▸ **DIRECTIVE**: Copy out the listing below, beginning with the line that contains "Task #4217 — mark every bridge arch" and continuing through the line that contains "[230, 108, 250, 133]", with both of those lines included. Leave the pictures out of your copy.
++++ MATERIAL PROVIDED
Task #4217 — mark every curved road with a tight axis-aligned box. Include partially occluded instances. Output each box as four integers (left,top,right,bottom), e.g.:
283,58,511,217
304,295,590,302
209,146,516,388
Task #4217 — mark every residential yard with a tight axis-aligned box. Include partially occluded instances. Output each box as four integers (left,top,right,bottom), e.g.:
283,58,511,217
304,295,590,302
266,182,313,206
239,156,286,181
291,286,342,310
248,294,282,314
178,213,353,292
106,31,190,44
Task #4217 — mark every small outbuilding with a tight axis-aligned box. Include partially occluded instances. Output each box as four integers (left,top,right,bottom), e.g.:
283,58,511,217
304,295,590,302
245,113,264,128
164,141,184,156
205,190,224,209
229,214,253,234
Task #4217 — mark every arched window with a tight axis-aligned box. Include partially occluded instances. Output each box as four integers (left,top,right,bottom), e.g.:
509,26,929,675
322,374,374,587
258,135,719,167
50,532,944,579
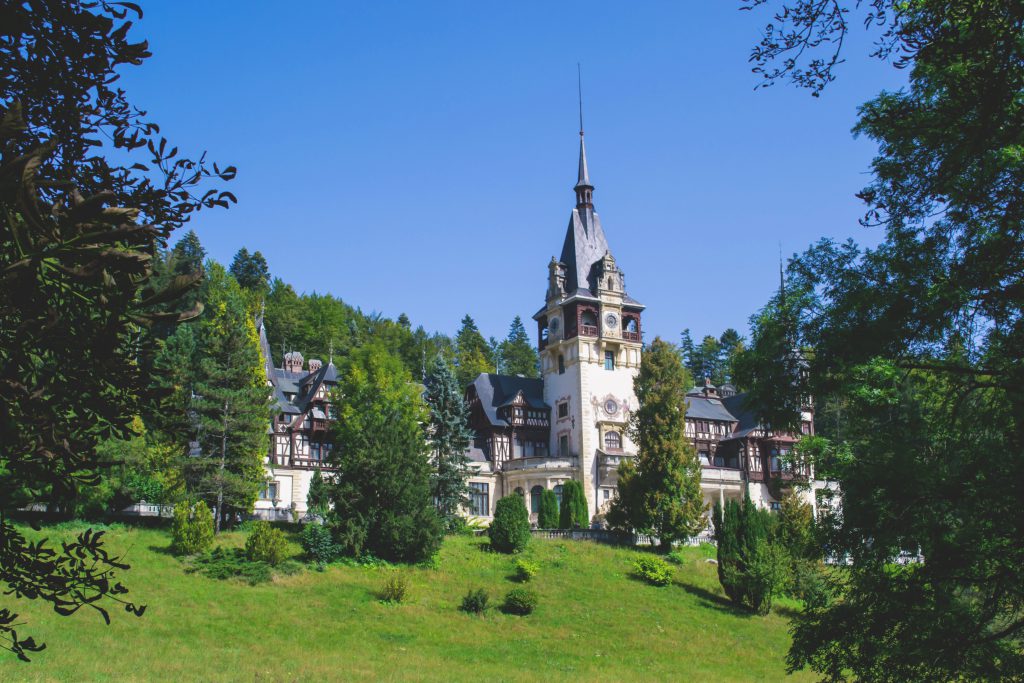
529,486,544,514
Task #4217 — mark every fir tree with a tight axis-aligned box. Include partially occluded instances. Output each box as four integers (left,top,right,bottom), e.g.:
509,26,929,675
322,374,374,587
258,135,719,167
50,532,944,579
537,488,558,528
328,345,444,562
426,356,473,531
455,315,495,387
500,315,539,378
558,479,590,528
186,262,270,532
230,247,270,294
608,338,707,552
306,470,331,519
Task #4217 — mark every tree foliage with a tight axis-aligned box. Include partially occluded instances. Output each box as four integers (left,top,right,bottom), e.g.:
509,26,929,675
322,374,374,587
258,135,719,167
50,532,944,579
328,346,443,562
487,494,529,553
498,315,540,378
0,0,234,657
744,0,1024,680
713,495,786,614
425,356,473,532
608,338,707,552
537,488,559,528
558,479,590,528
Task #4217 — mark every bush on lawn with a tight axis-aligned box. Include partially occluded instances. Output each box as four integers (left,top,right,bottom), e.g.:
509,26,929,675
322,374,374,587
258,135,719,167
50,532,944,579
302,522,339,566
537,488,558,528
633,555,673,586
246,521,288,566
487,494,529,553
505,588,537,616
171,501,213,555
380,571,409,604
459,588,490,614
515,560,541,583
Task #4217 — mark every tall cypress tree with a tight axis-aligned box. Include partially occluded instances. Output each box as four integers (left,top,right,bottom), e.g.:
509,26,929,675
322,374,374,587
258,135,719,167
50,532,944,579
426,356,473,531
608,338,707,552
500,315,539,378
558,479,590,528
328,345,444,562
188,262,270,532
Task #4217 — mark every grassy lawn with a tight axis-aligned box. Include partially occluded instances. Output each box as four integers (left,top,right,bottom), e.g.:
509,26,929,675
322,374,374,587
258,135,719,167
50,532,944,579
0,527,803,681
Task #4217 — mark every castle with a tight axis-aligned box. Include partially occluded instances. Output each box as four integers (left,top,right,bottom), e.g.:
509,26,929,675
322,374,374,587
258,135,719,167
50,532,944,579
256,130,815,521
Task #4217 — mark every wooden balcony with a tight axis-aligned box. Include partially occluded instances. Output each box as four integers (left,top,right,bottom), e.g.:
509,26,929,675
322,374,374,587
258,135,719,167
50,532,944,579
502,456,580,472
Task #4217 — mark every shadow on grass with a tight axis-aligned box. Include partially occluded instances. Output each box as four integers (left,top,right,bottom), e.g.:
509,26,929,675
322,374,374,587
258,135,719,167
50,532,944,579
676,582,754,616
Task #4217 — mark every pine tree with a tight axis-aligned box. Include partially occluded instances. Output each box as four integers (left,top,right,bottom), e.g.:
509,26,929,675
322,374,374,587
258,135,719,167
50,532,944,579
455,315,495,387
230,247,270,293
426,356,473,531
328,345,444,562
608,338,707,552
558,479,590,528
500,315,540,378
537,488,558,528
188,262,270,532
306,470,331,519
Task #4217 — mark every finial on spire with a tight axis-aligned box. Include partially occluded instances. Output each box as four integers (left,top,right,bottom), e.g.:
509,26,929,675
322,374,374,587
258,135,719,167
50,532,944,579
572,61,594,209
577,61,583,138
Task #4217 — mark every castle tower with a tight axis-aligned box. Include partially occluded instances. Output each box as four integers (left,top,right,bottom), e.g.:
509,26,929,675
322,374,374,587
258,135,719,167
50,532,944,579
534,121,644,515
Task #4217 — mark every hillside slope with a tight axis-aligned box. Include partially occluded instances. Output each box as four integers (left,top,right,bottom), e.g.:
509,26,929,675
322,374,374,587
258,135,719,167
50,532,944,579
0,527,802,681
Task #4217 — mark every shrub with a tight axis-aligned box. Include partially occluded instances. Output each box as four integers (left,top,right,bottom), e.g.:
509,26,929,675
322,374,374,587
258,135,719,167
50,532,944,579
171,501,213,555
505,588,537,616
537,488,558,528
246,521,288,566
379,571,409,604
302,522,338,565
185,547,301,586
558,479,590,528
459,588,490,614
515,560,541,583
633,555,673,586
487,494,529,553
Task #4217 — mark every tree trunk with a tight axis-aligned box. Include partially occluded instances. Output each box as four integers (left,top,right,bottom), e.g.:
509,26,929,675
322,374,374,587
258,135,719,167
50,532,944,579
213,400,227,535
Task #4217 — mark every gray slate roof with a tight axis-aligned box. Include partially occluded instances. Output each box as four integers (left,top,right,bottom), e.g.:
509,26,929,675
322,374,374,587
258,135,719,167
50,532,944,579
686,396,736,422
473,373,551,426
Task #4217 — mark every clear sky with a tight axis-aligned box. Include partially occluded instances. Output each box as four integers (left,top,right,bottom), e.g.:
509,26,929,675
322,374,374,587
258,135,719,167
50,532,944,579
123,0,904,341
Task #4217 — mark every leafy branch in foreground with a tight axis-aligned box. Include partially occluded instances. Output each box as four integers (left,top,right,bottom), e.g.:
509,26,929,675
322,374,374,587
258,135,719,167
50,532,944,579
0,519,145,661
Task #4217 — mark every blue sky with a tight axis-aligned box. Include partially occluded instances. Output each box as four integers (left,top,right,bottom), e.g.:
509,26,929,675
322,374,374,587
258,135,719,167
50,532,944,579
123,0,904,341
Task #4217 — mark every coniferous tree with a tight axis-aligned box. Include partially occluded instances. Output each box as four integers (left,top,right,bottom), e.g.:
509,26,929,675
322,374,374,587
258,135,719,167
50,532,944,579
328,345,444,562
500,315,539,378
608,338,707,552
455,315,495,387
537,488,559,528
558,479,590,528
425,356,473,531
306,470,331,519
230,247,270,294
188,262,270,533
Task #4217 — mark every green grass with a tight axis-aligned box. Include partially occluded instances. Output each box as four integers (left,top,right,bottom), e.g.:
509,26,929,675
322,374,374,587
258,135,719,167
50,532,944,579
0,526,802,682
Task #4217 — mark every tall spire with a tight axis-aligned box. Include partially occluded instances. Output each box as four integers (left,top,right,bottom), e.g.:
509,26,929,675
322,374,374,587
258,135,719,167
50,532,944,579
++++++++
++++ MATERIAL PROVIDED
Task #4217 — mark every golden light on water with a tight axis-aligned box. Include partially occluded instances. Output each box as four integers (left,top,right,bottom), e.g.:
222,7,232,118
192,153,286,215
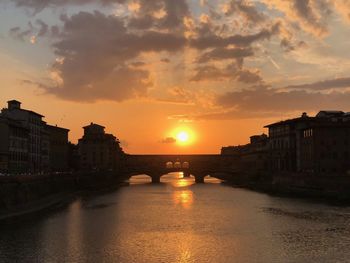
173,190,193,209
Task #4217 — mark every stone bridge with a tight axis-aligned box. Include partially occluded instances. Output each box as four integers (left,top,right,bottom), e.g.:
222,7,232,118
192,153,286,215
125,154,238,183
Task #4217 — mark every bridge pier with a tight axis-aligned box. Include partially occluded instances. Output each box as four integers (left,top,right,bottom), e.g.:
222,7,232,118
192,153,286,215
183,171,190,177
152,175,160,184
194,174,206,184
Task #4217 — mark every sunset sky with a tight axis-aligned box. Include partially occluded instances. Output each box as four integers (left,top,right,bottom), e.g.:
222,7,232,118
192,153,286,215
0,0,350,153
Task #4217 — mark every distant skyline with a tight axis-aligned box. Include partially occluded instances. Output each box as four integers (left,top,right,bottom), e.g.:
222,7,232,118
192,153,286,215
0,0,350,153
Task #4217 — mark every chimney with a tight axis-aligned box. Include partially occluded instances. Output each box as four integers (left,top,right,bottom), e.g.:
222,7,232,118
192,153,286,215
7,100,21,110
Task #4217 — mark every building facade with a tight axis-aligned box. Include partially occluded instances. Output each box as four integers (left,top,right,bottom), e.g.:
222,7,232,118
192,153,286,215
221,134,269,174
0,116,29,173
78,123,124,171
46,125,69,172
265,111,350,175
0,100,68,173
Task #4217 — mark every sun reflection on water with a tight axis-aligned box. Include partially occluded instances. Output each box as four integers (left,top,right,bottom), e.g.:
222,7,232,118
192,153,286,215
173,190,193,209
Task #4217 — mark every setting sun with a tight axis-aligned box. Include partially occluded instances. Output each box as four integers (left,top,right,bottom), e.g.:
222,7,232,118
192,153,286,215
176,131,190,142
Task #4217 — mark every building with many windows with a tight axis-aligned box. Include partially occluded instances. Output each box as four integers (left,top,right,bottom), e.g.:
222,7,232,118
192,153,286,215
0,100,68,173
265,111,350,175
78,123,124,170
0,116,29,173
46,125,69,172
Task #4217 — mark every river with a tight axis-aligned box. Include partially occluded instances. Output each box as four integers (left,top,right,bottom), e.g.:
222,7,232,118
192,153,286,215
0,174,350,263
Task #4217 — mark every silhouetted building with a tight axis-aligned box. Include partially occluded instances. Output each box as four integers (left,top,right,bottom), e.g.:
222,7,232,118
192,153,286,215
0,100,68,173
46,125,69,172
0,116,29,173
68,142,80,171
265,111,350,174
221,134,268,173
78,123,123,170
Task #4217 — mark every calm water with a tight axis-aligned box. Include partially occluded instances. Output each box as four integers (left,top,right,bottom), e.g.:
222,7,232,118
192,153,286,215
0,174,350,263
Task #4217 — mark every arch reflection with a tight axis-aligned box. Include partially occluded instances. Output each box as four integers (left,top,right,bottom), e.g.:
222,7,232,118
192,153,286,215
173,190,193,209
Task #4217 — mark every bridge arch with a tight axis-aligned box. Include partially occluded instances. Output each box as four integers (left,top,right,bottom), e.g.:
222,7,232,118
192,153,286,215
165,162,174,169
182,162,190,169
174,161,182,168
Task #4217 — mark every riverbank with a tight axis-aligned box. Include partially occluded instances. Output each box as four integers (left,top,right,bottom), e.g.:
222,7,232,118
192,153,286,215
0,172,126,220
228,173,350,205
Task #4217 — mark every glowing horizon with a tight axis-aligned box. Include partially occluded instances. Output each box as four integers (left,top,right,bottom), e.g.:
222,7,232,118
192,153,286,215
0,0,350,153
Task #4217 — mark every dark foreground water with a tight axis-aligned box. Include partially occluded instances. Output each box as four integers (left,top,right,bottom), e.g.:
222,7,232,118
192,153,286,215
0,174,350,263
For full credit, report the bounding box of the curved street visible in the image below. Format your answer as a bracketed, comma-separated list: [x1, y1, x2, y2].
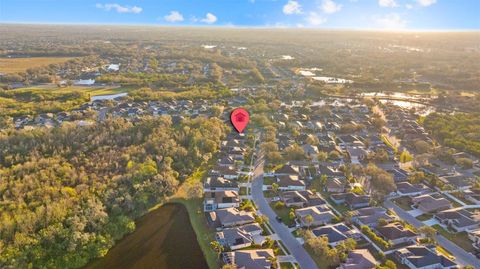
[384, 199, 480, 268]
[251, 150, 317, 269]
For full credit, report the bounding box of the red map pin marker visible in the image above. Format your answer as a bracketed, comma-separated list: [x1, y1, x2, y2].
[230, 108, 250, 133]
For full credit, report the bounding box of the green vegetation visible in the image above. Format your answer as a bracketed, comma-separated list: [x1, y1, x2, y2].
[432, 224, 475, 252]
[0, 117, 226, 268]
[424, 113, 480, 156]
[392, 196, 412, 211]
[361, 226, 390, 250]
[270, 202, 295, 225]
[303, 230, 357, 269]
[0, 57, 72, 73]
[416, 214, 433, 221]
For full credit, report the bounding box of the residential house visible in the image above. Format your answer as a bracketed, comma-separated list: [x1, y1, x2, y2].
++++++++
▸ **CORRECT RESPONSE**:
Task #4217 — mark every bridge arch with a tight axis-aligned box. Include partially occluded instances. Output each box as four integers (left,top,right,bottom), e.g.:
222,7,232,118
192,153,286,215
165,162,174,169
182,162,190,169
174,161,182,168
Task #4217 — mark every riverbank with a tight axis-aligned box. Include partially occluded instances. Output each box as four integers (left,top,right,bottom), e.g.:
222,7,232,118
192,153,286,215
0,172,126,220
228,173,350,205
Task #4217 — mark every glowing horizon with a tight axis-aligned box. Include partially occluded instances. Output each box as four integers (left,top,right,bottom), e.g.:
222,7,232,118
192,153,286,215
0,0,350,153
Task #4217 — mark every dark foreground water with a tight axis-aligned box. Include partially occluded instances. Output each box as four integers (left,top,right,bottom), e.g.:
222,7,232,118
192,153,286,215
0,174,350,263
For full credit, report the bounding box of the curved street visible in the image below. Format your answer as a bracketed, comma-separated list: [x1, y1, x2, y2].
[384, 199, 480, 268]
[251, 150, 317, 269]
For full credit, report the bounding box of the red map pin marker visible in the image above. Format your answer as a bracketed, comma-separated list: [x1, y1, x2, y2].
[230, 108, 250, 133]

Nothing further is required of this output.